> _What you are asked to do_
Please reproduce, exactly and with nothing added, the line containing "Where is each instance of the golden" and every line after it to the end of the records.

> _Data for review_
###
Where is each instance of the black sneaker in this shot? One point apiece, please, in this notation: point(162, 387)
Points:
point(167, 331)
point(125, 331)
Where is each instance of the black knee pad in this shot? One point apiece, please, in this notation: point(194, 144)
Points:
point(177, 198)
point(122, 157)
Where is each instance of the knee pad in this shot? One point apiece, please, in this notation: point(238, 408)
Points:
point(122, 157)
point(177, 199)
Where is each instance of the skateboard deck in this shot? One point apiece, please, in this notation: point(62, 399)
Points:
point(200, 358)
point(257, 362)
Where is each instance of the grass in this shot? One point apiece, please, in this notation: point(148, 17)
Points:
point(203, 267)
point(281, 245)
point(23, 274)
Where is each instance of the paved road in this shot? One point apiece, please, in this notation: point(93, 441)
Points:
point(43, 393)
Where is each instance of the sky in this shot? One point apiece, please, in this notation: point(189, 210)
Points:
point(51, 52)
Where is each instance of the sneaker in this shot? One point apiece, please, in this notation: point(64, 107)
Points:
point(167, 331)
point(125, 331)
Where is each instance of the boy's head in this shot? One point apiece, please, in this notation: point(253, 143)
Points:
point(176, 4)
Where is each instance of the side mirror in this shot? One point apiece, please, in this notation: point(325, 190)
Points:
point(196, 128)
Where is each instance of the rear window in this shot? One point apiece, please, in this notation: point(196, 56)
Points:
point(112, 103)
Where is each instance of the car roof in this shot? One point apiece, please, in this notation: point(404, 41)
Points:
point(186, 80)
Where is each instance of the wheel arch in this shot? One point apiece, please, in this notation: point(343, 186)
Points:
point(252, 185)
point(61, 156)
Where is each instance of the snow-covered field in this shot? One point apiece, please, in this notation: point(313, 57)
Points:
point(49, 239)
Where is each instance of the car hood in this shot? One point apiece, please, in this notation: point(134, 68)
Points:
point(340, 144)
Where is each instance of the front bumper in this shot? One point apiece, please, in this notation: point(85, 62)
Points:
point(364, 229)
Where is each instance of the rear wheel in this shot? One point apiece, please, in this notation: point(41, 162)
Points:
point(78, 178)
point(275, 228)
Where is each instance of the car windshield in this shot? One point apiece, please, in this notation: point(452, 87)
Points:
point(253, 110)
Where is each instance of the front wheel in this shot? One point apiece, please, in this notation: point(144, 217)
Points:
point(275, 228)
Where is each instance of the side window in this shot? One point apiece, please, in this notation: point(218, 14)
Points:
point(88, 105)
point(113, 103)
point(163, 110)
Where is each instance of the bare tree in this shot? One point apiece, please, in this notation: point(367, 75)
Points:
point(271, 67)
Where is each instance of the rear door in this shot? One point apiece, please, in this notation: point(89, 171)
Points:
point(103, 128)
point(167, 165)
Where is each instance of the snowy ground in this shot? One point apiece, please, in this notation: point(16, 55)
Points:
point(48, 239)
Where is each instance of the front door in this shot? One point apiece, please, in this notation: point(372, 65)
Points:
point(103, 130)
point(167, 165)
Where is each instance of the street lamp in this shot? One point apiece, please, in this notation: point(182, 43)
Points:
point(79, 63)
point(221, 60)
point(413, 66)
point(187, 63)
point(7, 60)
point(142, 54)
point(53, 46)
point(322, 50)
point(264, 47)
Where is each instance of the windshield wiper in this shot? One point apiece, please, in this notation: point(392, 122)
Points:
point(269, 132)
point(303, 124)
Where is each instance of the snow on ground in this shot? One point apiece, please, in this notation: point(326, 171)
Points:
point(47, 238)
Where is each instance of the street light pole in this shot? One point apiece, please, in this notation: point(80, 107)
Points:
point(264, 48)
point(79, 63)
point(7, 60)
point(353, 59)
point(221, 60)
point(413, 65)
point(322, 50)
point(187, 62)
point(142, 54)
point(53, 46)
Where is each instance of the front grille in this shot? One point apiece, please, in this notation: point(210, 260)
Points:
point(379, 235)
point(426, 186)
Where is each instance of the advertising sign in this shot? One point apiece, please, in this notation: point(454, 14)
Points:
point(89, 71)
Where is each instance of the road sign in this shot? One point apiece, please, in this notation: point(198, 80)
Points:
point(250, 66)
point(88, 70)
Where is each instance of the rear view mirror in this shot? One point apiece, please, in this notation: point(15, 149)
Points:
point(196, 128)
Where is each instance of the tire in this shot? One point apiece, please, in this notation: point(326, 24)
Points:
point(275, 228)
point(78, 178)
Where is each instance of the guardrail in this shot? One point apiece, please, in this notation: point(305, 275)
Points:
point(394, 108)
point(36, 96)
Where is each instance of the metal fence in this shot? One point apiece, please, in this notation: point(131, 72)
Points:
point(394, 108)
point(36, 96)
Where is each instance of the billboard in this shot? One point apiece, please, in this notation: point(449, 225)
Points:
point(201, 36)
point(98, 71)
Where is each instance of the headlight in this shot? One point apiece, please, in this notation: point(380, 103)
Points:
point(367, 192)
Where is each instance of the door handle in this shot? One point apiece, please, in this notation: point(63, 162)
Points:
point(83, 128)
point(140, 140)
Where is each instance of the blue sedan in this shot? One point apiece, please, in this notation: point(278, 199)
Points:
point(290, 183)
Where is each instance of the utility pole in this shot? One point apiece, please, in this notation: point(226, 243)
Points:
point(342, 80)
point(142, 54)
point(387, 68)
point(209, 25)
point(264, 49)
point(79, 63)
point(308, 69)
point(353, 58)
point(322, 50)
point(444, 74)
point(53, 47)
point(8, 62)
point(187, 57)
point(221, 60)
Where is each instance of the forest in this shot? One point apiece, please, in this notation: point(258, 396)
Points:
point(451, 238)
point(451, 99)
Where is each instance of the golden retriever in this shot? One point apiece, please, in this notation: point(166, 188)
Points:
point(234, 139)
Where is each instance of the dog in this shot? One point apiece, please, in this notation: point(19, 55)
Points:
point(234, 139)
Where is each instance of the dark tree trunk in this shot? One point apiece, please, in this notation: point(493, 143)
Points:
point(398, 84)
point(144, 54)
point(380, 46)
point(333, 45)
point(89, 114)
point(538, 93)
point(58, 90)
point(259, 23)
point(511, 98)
###
> _Result of this exercise_
Where is each instance of the golden retriever in this shot? One point apiece, please, in this notation: point(166, 188)
Points:
point(234, 139)
Where is each instance of the dog in this shot? One point apiece, please, in this notation: point(19, 55)
Points:
point(234, 139)
Where is each instance of the dark tree trunk in this shot? One point apiece, please, in this notation: point(493, 143)
Points:
point(398, 84)
point(144, 54)
point(380, 46)
point(333, 45)
point(89, 114)
point(538, 93)
point(58, 90)
point(259, 23)
point(511, 98)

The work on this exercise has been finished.